__WHAT THE TASK REQUIRES__. When "black" occurs in a line of the material, copy that line.

__DATASET CONTENT__.
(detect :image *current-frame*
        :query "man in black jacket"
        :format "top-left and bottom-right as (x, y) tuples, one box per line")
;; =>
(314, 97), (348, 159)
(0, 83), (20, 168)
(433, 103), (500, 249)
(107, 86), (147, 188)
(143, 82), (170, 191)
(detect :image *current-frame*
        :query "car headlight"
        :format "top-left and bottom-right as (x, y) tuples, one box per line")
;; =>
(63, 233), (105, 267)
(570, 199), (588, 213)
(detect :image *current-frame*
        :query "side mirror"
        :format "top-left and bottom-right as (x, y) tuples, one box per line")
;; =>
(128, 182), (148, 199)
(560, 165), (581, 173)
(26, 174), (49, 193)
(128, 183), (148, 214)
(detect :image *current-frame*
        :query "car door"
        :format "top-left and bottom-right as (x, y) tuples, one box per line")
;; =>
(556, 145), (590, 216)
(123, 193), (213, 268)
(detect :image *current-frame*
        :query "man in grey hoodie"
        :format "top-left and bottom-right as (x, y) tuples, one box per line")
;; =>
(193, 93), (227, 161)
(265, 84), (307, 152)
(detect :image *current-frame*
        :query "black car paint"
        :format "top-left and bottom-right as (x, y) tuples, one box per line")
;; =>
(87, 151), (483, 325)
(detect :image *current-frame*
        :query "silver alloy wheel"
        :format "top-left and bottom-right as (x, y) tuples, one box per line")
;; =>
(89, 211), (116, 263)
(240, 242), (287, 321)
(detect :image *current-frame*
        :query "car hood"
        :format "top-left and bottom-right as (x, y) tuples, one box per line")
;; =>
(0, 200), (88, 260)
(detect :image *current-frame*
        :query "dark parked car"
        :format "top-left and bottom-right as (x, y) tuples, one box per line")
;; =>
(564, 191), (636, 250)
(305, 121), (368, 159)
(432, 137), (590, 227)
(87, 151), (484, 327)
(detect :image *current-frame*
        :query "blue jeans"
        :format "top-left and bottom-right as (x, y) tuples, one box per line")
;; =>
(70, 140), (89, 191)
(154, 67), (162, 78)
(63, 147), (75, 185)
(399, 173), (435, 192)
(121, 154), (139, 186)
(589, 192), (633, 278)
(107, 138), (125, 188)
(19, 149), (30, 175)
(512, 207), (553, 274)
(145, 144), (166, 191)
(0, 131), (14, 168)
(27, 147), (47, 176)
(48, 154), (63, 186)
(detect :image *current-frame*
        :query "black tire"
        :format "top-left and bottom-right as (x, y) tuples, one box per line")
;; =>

__TASK SOLUTION__.
        :query "man in black jacket"
        :query "black car paint"
        :query "black tire"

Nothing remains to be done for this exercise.